#### [Record set]
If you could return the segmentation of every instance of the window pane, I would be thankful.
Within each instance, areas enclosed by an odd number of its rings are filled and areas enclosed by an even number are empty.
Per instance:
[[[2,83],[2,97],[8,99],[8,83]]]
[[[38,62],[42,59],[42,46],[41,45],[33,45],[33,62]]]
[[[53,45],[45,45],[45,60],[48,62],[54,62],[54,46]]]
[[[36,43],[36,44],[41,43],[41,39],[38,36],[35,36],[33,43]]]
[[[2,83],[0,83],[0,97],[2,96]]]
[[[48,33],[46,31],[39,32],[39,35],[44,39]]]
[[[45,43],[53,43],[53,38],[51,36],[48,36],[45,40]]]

#### [Task goal]
Reproduce the entire listing above verbatim, preserving every line, character, and bracket without alteration.

#### [Output]
If you could return the segmentation of every instance of the window pane, I would be thankful.
Within each instance, areas enclosed by an odd number of its rings are filled and areas enclosed by an even number are empty.
Per instance:
[[[2,83],[2,97],[8,99],[8,83]]]
[[[38,62],[42,59],[42,46],[41,45],[33,45],[33,62]]]
[[[53,45],[45,45],[45,60],[48,62],[54,62],[54,46]]]
[[[36,43],[36,44],[41,43],[41,39],[38,36],[35,36],[33,43]]]
[[[2,83],[0,83],[0,97],[2,96]]]
[[[48,33],[46,31],[39,32],[39,35],[44,39]]]
[[[45,43],[53,43],[53,38],[51,36],[48,36],[45,40]]]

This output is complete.